BRANO SELEZIONATO:
..........

Ovunque, fra i conservatori,
si trovano persone istruite secondo la Bibbia, ma non
sempre istruite secondo lo Spirito. Essi concepiscono la
verità come qualche cosa che si può afferrare con la
sola mente.
I fondamenti della fede
cristiana possono essere insegnati, ma la verità divina
non si riduce a delle nozioni. Non esiste verità al di
fuori dello Spirito e solo quest’ultimo può radicarla
nel cuore. L’intelletto più brillante può essere
completamente idiota, se messo a confronto con i misteri
di Dio. Perché un uomo comprenda la verità rivelata e la
applichi alla sua situazione, ci vuole un atto simile a
quello originale con cui Dio ispirò per la prima volta
il testo biblico. Possiamo chiamare ciò ispirazione
(derivata) o illuminamento spirituale.
«Se non gli è dato dal
cielo». Qui sta l’atro lato della verità. Qui
c’è speranza per tutti: poiché queste parole significano
che vi è qualcosa simile a un dono che proviene dal
cielo.
Paolo chiedeva retoricamente:
«Chi ha conosciuto il pensiero del Signore? O chi è
stato il suo consigliere?» (Rm 11,34). La risposta
è: nessuno.
Già il Salmista riconosceva: «Come
sono grandi le tue opere, o Eterno! I tuoi pensieri sono
immensamente profondi» (Sal 92,5).

..........

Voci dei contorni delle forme
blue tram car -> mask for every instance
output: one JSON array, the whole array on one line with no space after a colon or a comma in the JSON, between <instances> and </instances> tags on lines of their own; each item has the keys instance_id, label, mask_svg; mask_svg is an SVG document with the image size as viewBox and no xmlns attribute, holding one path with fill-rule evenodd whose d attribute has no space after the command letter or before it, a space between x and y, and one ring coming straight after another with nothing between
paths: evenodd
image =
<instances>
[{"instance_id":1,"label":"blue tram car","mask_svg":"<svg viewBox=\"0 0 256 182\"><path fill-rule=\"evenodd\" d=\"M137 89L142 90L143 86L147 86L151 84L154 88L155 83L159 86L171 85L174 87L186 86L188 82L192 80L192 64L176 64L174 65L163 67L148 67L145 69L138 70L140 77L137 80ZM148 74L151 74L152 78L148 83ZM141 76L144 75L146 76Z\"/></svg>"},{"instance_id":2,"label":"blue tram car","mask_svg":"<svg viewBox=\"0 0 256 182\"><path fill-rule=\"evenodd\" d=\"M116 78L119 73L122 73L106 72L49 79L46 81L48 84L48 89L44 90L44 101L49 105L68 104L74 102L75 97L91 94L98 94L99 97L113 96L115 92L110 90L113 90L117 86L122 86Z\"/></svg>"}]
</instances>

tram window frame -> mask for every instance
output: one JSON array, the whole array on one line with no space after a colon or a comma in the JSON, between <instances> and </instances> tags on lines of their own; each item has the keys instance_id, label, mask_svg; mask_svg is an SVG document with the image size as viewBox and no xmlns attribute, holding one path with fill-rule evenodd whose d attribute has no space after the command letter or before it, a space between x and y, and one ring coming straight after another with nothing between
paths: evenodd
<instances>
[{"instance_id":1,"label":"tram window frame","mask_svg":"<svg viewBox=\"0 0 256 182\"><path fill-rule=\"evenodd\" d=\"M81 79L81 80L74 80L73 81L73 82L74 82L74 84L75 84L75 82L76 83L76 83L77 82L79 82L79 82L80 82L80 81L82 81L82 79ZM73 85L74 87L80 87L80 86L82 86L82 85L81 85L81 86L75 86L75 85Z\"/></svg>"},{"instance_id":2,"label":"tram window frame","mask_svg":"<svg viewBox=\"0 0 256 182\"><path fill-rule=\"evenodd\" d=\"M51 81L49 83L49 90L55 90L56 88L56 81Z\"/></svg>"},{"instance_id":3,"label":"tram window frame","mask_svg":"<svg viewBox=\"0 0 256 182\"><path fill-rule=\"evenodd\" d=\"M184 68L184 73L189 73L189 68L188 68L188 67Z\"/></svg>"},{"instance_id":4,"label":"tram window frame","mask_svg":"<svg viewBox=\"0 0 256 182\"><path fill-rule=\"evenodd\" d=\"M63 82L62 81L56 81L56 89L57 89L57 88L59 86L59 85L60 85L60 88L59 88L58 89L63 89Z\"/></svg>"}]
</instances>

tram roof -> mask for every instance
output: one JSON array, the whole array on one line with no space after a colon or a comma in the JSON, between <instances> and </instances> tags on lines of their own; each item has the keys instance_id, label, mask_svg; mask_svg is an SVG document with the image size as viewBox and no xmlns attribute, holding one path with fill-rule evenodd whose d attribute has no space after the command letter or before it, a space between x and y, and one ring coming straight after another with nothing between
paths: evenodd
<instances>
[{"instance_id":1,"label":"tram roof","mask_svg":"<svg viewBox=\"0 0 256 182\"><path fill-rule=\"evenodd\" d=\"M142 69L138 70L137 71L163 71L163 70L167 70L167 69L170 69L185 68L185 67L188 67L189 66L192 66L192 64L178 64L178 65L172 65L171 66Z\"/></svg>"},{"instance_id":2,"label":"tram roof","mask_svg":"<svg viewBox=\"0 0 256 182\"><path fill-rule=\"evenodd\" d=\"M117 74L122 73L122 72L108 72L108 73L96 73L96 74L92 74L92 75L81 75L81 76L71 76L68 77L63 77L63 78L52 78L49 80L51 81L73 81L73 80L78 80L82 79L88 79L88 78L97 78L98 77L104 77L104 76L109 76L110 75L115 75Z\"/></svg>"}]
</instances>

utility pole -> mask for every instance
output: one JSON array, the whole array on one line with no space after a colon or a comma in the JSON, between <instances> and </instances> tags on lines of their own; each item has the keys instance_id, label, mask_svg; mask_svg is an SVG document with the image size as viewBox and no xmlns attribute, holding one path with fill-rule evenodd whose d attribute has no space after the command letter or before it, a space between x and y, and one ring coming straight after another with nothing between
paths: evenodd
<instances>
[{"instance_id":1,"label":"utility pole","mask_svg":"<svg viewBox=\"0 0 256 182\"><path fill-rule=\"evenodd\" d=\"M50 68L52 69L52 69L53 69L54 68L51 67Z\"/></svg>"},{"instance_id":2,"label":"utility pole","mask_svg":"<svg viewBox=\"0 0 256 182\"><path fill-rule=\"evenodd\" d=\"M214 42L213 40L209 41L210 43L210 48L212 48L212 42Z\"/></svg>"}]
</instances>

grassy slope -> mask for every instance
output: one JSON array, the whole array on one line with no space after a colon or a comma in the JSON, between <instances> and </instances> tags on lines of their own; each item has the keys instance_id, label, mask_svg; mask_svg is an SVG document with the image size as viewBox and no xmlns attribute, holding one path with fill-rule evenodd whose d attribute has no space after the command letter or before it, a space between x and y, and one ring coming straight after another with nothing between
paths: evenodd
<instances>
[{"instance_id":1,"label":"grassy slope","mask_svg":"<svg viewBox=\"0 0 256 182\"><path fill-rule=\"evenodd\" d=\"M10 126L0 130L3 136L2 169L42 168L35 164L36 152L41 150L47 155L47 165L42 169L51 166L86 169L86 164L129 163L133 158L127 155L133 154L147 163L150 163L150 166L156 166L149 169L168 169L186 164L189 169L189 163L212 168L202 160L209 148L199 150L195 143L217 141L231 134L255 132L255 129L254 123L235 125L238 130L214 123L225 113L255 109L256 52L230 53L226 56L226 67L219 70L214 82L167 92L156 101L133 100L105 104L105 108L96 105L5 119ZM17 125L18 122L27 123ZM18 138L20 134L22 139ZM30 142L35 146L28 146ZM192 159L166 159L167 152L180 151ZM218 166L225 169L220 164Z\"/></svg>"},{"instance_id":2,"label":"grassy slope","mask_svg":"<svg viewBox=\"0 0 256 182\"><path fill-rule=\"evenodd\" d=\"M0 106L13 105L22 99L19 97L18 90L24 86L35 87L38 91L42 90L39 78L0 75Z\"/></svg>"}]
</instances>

..........

COMPITO DA SVOLGERE: Trascrivi parola per parola il brano sulla verità e lo Spirito, da "I fondamenti della" fino a "o illuminamento spirituale." compreso. Le voci non hanno alcun ruolo in questo lavoro.

SOLUZIONE PROPOSTA:
I fondamenti della fede
cristiana possono essere insegnati, ma la verità divina
non si riduce a delle nozioni. Non esiste verità al di
fuori dello Spirito e solo quest’ultimo può radicarla
nel cuore. L’intelletto più brillante può essere
completamente idiota, se messo a confronto con i misteri
di Dio. Perché un uomo comprenda la verità rivelata e la
applichi alla sua situazione, ci vuole un atto simile a
quello originale con cui Dio ispirò per la prima volta
il testo biblico. Possiamo chiamare ciò ispirazione
(derivata) o illuminamento spirituale.